WORK INSTRUCTIONS - Please output the following records exactly. Leave every image out.

[Image-grounded pointing data]

==========

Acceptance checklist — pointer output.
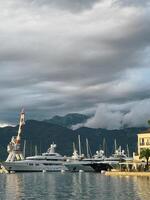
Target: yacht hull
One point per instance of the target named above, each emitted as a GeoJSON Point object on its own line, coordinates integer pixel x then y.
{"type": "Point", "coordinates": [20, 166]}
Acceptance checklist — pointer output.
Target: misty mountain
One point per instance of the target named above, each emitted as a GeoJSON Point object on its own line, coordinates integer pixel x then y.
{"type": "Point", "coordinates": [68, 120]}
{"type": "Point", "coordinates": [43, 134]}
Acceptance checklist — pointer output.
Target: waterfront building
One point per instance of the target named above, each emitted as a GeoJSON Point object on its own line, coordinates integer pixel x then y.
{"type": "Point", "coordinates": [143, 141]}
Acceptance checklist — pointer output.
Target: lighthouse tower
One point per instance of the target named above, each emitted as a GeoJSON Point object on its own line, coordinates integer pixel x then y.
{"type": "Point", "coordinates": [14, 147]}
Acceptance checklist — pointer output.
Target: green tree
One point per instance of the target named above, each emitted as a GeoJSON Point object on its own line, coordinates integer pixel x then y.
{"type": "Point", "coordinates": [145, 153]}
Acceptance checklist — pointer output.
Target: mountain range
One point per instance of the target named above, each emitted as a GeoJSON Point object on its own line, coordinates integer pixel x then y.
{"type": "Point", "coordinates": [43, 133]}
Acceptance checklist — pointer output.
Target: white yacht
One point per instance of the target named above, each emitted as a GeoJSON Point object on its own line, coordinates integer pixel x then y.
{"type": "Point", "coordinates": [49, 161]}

==========

SOLUTION TO THIS TASK -
Acceptance checklist — pointer output.
Target: yacht hull
One point per instance of the target named above, each emitted as a GeoJSON Point object on its own line, coordinates integer pixel x then y.
{"type": "Point", "coordinates": [20, 166]}
Acceptance checklist — pointer output.
Target: misty mountain
One point per instance of the target named above, each emitted as a GeoJSON Point object on its own line, coordinates integer pixel x then y.
{"type": "Point", "coordinates": [68, 120]}
{"type": "Point", "coordinates": [43, 134]}
Acceptance checklist — pointer output.
Target: waterfront building
One point per instance of the target named above, each emitted as a GeoJSON Point object on its own line, coordinates integer pixel x then y.
{"type": "Point", "coordinates": [143, 141]}
Acceptance checklist — pointer output.
Target: lighthouse tower
One point per instance of the target named above, each emitted as a GeoJSON Point object on its own line, coordinates integer pixel x then y.
{"type": "Point", "coordinates": [14, 147]}
Acceptance checklist — pointer output.
Target: green tree
One point per instance of the target named above, each emitted as a GeoJSON Point object on its own line, coordinates integer pixel x then y.
{"type": "Point", "coordinates": [145, 153]}
Acceptance checklist — pointer output.
Target: mountain range
One point per instance of the target named above, each emitted as a GeoJSON Point object on its own line, coordinates integer pixel x then y.
{"type": "Point", "coordinates": [43, 133]}
Acceptance checklist — pointer output.
Target: white yacht
One point per instance of the target named above, each emitted as a GeoJSON Point object on its own line, coordinates integer pixel x then y.
{"type": "Point", "coordinates": [49, 161]}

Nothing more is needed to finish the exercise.